- _Stored rows_
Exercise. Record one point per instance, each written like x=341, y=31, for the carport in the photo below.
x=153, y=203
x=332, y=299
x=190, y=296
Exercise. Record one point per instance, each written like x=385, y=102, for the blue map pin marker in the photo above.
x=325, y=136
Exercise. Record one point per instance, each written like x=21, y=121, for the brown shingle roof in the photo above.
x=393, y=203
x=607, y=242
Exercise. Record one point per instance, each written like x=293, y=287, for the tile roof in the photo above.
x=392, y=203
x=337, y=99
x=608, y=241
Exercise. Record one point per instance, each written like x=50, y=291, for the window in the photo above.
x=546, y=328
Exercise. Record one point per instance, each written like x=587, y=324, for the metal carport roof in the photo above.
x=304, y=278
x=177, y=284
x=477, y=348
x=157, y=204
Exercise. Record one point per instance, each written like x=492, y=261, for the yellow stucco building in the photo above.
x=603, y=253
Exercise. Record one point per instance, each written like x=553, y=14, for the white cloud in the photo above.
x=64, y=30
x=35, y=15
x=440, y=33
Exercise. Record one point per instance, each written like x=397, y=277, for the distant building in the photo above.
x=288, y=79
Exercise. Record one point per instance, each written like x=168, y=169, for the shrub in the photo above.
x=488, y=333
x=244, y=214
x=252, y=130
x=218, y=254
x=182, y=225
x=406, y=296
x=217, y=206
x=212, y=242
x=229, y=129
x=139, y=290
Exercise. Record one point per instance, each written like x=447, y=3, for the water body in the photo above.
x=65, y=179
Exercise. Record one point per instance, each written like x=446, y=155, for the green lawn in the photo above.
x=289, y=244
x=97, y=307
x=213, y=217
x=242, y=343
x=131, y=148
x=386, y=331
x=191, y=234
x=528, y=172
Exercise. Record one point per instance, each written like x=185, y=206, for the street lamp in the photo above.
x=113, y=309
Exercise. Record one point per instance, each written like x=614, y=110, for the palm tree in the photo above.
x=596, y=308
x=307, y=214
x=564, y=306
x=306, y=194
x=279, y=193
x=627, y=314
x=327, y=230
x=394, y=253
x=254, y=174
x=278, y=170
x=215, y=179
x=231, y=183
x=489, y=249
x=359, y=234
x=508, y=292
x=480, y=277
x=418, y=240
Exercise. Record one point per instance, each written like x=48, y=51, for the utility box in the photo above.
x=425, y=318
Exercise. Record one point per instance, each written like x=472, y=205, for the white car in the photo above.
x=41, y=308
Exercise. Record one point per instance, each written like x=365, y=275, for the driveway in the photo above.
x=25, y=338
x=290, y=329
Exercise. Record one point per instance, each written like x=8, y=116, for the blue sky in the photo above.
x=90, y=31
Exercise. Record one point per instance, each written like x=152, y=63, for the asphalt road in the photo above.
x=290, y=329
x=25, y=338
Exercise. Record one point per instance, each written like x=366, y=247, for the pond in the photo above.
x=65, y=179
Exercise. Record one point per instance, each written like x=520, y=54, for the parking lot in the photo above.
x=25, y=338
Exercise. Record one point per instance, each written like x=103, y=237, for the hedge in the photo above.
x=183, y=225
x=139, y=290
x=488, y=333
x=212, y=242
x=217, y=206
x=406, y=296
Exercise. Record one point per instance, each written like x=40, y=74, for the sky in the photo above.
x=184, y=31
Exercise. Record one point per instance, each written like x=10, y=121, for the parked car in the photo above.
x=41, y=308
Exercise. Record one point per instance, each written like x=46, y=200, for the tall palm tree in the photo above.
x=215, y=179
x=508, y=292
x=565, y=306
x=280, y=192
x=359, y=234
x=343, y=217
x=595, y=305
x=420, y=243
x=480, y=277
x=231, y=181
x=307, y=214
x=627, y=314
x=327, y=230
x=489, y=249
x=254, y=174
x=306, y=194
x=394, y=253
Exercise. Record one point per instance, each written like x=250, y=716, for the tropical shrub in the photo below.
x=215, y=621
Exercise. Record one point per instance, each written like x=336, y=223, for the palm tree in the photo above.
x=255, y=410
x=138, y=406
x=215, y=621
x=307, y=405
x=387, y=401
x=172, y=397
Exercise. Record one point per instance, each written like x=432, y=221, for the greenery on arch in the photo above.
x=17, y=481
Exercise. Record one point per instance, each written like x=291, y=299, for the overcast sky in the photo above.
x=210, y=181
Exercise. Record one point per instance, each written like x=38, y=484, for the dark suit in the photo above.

- _Problem description_
Starting from the first line of the records and going on through the line with "x=113, y=309", write every line out again, requests included, and shift each x and y coordinate in the answers up by 14.

- _Answer to this task_
Exercise. Record one point per instance, each written like x=341, y=31, for the carport in the photo below.
x=167, y=217
x=346, y=313
x=204, y=310
Exercise. Record one point per instance, each written like x=385, y=102, for the blue map pin marker in the photo above.
x=339, y=150
Exercise. Record one point per instance, each written like x=21, y=121, for the brown shingle roof in the photo above.
x=407, y=217
x=621, y=256
Exercise. Record one point per instance, each written like x=293, y=287, for the tile roof in the photo above.
x=406, y=217
x=351, y=113
x=622, y=255
Exercise. Record one point per instance, each written like x=50, y=291, for the window in the photo above.
x=560, y=342
Exercise. Record one point per instance, each written like x=587, y=324, for the metal carport roof in the photo above.
x=318, y=292
x=191, y=298
x=491, y=362
x=171, y=218
Exercise. Record one point per instance, each written like x=492, y=261, for the yellow stucco building in the photo above.
x=617, y=267
Exercise. Record one point per instance, each written like x=553, y=14, for the white cloud in the photo above.
x=78, y=44
x=49, y=29
x=454, y=47
Exercise. Record one point per instance, each written like x=397, y=277, for the distant building in the photo above.
x=302, y=93
Exercise. Record one point per instance, each written like x=168, y=169, for the shrub in the photo above.
x=502, y=347
x=258, y=228
x=266, y=144
x=232, y=268
x=196, y=239
x=420, y=310
x=231, y=220
x=226, y=256
x=243, y=143
x=153, y=304
Exercise. Record one point per instance, each written like x=447, y=3, for the water body in the photo above.
x=79, y=193
Exercise. Record one point per instance, each written like x=446, y=155, for the green lawn in the photo above.
x=303, y=258
x=111, y=321
x=227, y=231
x=256, y=357
x=145, y=162
x=400, y=345
x=205, y=248
x=542, y=186
Exercise. Record one point per instance, each written like x=185, y=206, for the street lamp in the photo above.
x=127, y=323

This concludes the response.